Every line of the records below from the line with "positive clicks: (281, 201)" up to and including the line with "box: [112, 67, 454, 190]" must be reproduced exactly, and no line outside that range.

**** DATA FOR THIS TASK

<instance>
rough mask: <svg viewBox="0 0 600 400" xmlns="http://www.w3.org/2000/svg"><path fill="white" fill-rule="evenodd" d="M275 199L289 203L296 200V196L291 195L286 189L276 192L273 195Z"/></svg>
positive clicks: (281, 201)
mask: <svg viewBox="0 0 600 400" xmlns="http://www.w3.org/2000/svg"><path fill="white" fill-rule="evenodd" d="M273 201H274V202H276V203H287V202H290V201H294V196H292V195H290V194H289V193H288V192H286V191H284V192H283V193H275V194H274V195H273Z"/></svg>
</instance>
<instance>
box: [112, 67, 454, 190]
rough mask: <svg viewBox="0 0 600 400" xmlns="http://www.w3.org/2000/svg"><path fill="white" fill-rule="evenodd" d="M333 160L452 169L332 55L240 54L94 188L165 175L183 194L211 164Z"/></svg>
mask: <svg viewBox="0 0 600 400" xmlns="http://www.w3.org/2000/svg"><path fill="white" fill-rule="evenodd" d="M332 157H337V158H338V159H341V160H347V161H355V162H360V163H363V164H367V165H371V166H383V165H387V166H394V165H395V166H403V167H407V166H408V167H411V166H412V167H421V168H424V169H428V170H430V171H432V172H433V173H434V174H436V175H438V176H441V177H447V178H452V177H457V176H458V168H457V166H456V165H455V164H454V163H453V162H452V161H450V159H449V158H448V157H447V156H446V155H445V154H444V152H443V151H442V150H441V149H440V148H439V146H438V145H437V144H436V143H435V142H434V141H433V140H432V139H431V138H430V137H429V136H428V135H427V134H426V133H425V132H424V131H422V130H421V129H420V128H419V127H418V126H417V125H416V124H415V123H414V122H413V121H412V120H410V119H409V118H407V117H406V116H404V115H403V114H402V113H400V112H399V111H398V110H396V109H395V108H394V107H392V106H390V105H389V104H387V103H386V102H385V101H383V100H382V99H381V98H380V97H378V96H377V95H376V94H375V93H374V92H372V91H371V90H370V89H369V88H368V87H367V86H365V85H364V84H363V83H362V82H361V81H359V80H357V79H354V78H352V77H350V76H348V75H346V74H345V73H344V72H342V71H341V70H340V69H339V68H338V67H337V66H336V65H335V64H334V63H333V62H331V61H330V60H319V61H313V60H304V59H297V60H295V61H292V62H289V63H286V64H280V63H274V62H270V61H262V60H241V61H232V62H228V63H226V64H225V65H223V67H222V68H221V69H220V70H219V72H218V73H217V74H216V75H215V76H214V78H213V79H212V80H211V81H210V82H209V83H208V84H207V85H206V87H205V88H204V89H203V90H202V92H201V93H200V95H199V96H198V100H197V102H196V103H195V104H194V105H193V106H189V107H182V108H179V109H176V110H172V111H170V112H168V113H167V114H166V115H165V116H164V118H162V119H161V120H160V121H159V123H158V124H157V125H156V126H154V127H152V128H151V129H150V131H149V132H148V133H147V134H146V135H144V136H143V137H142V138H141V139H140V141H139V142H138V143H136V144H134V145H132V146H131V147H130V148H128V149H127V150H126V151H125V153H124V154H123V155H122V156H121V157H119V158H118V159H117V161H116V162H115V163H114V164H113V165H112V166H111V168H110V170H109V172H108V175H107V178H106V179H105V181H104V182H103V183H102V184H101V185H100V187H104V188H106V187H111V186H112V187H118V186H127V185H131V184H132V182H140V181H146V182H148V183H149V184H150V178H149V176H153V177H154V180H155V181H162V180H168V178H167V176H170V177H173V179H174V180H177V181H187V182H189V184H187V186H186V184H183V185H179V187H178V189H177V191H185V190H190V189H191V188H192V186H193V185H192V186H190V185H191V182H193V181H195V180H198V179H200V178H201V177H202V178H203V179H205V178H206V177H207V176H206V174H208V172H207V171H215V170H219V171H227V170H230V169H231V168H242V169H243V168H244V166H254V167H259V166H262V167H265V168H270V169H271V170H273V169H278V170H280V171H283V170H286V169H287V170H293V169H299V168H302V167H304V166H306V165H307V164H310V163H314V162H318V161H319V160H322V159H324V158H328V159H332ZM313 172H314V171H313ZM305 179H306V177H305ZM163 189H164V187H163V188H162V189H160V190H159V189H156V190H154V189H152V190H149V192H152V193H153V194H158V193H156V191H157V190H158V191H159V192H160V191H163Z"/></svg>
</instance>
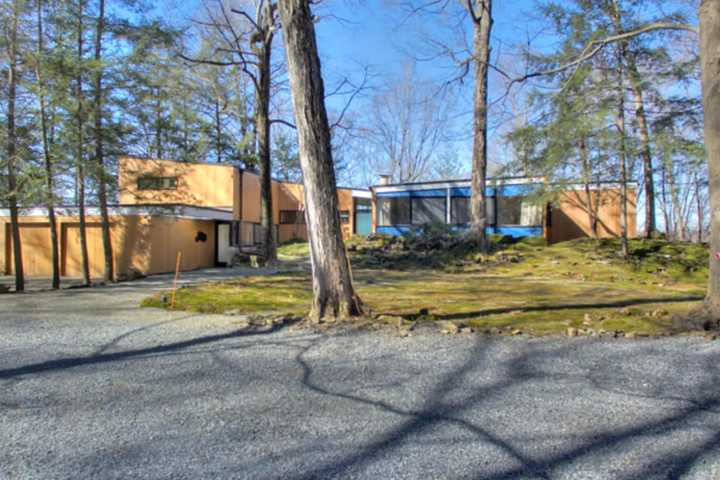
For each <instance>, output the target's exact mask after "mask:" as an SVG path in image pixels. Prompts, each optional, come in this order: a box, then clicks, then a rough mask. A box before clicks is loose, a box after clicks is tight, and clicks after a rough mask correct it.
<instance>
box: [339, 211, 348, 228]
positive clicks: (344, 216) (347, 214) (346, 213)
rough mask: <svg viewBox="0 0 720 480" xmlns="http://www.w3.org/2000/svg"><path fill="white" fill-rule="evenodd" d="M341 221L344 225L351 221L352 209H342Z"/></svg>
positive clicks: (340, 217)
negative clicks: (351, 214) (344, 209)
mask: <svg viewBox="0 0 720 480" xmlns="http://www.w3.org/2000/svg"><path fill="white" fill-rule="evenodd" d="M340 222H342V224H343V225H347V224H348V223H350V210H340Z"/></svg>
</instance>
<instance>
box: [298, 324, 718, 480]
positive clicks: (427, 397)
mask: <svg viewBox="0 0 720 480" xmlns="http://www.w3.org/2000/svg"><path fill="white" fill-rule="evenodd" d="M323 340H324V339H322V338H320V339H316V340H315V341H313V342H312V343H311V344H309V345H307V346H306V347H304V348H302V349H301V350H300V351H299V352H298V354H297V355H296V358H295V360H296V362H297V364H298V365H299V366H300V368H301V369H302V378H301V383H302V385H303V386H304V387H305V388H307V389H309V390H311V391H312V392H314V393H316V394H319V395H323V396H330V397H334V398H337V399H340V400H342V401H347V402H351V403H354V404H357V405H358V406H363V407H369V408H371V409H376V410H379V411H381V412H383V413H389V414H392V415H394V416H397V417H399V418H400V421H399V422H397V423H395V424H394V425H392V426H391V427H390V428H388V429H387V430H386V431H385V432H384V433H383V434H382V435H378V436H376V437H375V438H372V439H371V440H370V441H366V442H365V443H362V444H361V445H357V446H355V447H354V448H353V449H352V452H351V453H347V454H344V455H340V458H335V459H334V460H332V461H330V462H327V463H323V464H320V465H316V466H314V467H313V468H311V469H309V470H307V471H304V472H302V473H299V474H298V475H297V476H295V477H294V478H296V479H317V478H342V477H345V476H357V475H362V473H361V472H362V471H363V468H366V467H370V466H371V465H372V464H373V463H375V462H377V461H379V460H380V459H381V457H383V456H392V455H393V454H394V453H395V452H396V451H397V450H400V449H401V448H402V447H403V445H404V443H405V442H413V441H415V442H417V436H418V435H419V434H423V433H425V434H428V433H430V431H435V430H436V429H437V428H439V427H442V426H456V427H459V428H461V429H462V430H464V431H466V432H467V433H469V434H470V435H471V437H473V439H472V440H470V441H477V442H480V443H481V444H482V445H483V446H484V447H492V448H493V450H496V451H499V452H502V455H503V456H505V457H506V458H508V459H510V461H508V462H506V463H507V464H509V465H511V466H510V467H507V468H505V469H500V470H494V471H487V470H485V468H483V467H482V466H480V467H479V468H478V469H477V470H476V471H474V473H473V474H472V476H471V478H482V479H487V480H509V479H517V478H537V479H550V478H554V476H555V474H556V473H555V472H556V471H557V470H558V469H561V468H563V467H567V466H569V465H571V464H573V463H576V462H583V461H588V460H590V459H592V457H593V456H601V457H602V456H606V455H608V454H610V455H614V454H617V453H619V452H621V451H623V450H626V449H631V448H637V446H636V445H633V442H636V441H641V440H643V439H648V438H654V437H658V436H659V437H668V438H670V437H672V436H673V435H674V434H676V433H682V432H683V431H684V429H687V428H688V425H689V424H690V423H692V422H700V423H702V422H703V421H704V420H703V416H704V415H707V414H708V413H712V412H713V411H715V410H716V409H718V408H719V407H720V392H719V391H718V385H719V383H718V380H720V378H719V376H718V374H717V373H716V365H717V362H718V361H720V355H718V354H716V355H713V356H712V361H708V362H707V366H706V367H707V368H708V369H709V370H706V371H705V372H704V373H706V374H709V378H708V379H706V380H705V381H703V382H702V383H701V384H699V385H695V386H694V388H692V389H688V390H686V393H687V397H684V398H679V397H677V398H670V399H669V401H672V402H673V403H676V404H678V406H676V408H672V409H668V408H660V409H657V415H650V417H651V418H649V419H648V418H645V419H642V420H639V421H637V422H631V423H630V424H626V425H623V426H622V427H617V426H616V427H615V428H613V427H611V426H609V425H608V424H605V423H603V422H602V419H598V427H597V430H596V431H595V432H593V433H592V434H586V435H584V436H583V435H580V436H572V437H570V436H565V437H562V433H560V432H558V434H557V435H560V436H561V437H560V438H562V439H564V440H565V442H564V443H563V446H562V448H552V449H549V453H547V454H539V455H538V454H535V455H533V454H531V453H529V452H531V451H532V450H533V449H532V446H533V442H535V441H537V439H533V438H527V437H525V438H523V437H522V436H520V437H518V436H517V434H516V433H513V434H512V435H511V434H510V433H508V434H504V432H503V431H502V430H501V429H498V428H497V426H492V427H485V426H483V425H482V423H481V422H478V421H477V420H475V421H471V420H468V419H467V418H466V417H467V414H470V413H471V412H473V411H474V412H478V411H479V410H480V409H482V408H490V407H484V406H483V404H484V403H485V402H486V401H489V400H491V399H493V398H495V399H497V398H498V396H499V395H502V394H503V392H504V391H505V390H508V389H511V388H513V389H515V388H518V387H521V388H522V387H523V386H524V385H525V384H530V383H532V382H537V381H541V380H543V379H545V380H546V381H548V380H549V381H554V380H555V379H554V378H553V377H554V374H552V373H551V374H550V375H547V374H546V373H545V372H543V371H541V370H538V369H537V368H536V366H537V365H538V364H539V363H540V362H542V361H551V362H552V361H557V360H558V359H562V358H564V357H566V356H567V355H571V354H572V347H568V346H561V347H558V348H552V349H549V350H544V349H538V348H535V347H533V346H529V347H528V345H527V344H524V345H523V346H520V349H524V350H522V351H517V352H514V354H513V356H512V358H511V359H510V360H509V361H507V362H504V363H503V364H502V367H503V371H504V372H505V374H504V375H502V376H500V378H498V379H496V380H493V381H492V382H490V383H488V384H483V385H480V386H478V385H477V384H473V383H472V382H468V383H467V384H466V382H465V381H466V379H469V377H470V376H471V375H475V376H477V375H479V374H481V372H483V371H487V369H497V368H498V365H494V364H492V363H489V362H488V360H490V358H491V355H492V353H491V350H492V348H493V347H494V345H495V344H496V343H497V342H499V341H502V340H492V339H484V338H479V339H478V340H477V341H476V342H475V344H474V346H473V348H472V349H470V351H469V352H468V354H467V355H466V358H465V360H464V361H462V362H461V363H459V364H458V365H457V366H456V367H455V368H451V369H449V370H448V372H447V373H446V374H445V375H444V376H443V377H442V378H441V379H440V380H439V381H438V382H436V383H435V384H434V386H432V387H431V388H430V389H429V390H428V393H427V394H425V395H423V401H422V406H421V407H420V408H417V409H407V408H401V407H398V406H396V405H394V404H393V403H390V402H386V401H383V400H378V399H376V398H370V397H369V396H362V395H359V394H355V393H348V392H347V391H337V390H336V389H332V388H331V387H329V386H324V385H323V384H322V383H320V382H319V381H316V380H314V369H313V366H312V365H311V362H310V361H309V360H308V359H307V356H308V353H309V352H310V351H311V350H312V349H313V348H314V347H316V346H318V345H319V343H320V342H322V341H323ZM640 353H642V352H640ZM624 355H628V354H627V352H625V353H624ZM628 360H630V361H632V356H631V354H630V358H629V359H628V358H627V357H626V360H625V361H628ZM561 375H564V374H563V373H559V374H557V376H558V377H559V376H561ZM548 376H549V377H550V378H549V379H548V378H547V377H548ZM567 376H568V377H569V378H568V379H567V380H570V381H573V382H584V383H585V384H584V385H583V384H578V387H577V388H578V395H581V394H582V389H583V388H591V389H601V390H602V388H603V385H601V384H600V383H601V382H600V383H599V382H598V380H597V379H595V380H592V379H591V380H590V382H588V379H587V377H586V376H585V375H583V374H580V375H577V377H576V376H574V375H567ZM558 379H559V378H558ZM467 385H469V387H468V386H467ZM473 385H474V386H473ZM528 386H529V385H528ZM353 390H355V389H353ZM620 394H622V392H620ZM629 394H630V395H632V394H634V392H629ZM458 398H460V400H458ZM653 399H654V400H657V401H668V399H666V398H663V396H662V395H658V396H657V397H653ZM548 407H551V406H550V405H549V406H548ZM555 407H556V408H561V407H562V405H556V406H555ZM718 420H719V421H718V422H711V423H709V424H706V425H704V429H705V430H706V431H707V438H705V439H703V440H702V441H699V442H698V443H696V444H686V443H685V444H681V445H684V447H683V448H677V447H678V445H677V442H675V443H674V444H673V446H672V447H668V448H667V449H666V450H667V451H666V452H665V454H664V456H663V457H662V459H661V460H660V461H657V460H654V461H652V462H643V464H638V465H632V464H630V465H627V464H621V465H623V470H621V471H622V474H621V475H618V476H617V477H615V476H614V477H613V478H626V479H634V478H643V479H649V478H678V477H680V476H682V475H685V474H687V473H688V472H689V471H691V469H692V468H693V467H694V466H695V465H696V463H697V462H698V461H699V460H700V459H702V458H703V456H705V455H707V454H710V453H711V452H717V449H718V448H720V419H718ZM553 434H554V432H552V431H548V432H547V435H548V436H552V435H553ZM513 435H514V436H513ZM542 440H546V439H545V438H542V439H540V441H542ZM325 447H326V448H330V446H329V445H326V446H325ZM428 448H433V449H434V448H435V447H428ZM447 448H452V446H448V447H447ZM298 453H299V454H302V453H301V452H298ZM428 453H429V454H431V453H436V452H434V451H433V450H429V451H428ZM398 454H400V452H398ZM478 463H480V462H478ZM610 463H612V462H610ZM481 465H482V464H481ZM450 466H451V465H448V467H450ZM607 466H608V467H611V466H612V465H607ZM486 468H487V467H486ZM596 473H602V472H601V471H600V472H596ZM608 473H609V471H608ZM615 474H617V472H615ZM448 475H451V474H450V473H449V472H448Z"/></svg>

********

◆ **RESULT OF THIS EXERCISE**
positive clicks: (281, 201)
mask: <svg viewBox="0 0 600 400" xmlns="http://www.w3.org/2000/svg"><path fill="white" fill-rule="evenodd" d="M273 201H274V202H276V203H287V202H290V201H294V196H292V195H290V194H289V193H288V192H286V191H284V192H283V193H275V194H274V195H273Z"/></svg>
</instance>
<instance>
box: [112, 67, 454, 190]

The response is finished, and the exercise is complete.